__Task item__.
Continue the article about Kankakee County's expungement clinics, starting right after its final sentence.

__Text shown__.
....

Jim Rowe Prosecutor Numbers (copy)

State’s Attorney Jim Rowe is helping people expunge low-level marijuana convictions. 

KANKAKEE — Kankakee County’s state’s attorney says the county is ahead of the curve when it comes to expunging low-level convictions such as marijuana possession.

Recently, Cook County prosecutors announced they will work with a nonprofit to expunge tens of thousands of marijuana convictions.

Jim Rowe said a local program, Project Clean Slate, has been holding expungement and sealing clinics twice per year — one at the Pembroke Public Library, the other at Kankakee’s Morning Star Baptist Church in partnership with pastor Montele Crawford — since he became state’s attorney in December 2016.

Rowe estimates the program has helped more than 1,000 people.

The program also helps with smaller clinics at the request of churches or local organizations.

“We have been active in local sealing and expungement. Many have already had their records sealed,” Rowe said in an interview this week.

In a later email, Rowe said employment is key for convicted criminals who are released.

“Employment is one of the most effective ways to reduce recidivism, but past convictions — even for nonviolent misdemeanor offenses — can pose a barrier to employment many years later,” Rowe said. “The individuals we assist with sealing and expungement have been off of parole or probation for at least three years. They served their time, and it is better for our community if they are working and contributing to society. Self-sufficiency is the goal, as the alternative is more crime and greater financial burden on the taxpayers.”

....

(Entries from a data collection)

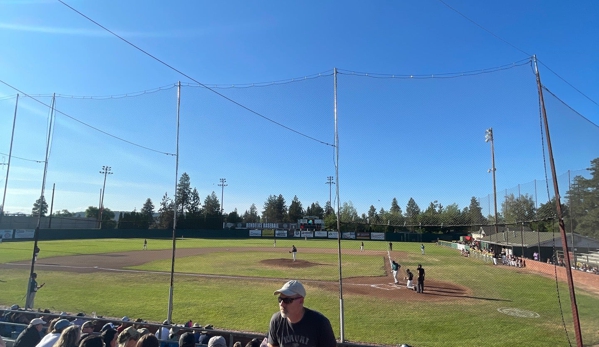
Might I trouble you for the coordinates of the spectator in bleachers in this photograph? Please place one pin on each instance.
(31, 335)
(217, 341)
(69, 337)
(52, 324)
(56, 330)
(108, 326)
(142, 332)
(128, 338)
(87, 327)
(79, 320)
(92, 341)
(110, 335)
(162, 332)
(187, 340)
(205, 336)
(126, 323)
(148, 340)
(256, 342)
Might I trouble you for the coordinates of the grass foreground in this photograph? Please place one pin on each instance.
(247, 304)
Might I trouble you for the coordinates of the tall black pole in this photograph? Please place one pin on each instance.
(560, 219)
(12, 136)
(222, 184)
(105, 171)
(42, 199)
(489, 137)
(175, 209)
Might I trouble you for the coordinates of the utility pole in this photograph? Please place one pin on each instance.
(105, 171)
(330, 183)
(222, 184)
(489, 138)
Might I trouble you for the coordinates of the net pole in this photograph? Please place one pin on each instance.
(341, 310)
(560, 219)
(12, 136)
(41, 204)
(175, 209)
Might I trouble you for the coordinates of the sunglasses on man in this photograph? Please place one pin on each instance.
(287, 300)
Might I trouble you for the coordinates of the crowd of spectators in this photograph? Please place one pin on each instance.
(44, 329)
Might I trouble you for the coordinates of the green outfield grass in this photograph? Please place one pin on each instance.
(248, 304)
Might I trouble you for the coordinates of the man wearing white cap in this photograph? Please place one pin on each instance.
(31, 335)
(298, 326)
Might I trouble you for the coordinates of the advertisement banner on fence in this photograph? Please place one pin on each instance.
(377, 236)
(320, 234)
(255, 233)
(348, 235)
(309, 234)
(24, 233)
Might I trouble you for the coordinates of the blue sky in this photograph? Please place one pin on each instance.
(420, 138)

....

__Answer to this task__.
The clinic gives people a chance to expunge or seal their criminal records at no cost to taxpayers.

Volunteers help people complete paperwork and determine if they’re eligible for expungement or sealing.

The law limits those offenses that can be sealed or expunged, and a number of statutory factors are taken into consideration, Rowe said. Expungement, he said, requires full payment of court fines.

“Fines are not required to be paid in order to seal the offense, but they remain due and subject to collection even after the case has been sealed,” Rowe said in the email.

Another clinic will be planned before the end of the year in Kankakee, Rowe said.